> [Work to be completed] Reproduce the full text on conversational automated program repair verbatim, word for word.

> [Study text]
----
Conversational Automated Program Repair
This addresses the issue of inefficient and repetitive patch generation in automated program repair for developers, offering a novel method that is not incremental but introduces a new paradigm.
The paper tackles the problem of automated program repair (APR) by proposing conversational APR, a new paradigm that alternates between patch generation and validation using large language models (LLMs), resulting in improved performance over prior LLM-based APR approaches as demonstrated with evaluations on 10 different LLMs including ChatGPT.
Automated Program Repair (APR) can help developers automatically generate patches for bugs. Due to the impressive performance obtained using Large Pre-Trained Language Models (LLMs) on many code related tasks, researchers have started to directly use LLMs for APR. However, prior approaches simply repeatedly sample the LLM given the same constructed input/prompt created from the original buggy code, which not only leads to generating the same incorrect patches repeatedly but also miss the critical information in testcases. To address these limitations, we propose conversational APR, a new paradigm for program repair that alternates between patch generation and validation in a conversational manner. In conversational APR, we iteratively build the input to the model by combining previously generated patches with validation feedback. As such, we leverage the long-term context window of LLMs to not only avoid generating previously incorrect patches but also incorporate validation feedback to help the model understand the semantic meaning of the program under test. We evaluate 10 different LLM including the newly developed ChatGPT model to demonstrate the improvement of conversational APR over the prior LLM for APR approach.
----
> [Dataset records]
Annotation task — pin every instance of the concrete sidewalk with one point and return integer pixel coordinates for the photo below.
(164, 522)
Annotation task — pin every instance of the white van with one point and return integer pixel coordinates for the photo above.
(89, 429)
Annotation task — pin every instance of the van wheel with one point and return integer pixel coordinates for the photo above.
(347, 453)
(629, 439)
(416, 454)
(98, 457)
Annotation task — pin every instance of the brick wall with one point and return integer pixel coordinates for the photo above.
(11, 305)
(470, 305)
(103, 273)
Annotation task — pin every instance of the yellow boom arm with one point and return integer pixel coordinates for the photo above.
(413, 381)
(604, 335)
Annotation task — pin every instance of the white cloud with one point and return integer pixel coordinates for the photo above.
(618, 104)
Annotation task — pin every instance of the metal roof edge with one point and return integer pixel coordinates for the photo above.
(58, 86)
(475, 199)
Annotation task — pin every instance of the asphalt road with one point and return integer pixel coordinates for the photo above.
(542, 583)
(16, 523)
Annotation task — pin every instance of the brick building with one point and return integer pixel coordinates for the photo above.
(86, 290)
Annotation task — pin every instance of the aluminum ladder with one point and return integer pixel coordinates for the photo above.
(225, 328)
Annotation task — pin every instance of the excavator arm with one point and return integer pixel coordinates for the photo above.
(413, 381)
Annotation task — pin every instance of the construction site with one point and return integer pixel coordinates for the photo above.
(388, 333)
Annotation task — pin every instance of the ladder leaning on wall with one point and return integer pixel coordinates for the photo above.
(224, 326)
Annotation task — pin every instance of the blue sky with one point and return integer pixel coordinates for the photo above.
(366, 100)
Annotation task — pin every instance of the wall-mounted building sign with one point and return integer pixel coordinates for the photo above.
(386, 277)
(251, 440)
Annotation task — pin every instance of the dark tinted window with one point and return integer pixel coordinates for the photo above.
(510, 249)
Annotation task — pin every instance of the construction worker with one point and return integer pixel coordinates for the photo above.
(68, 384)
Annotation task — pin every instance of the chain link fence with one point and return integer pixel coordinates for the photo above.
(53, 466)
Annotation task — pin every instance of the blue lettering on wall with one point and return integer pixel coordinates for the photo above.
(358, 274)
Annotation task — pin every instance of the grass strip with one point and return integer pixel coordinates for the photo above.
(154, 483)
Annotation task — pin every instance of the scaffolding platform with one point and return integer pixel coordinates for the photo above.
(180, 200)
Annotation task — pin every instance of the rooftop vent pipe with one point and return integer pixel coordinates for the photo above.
----
> [Finished exercise]
Conversational Automated Program Repair
This addresses the issue of inefficient and repetitive patch generation in automated program repair for developers, offering a novel method that is not incremental but introduces a new paradigm.
The paper tackles the problem of automated program repair (APR) by proposing conversational APR, a new paradigm that alternates between patch generation and validation using large language models (LLMs), resulting in improved performance over prior LLM-based APR approaches as demonstrated with evaluations on 10 different LLMs including ChatGPT.
Automated Program Repair (APR) can help developers automatically generate patches for bugs. Due to the impressive performance obtained using Large Pre-Trained Language Models (LLMs) on many code related tasks, researchers have started to directly use LLMs for APR. However, prior approaches simply repeatedly sample the LLM given the same constructed input/prompt created from the original buggy code, which not only leads to generating the same incorrect patches repeatedly but also miss the critical information in testcases. To address these limitations, we propose conversational APR, a new paradigm for program repair that alternates between patch generation and validation in a conversational manner. In conversational APR, we iteratively build the input to the model by combining previously generated patches with validation feedback. As such, we leverage the long-term context window of LLMs to not only avoid generating previously incorrect patches but also incorporate validation feedback to help the model understand the semantic meaning of the program under test. We evaluate 10 different LLM including the newly developed ChatGPT model to demonstrate the improvement of conversational APR over the prior LLM for APR approach.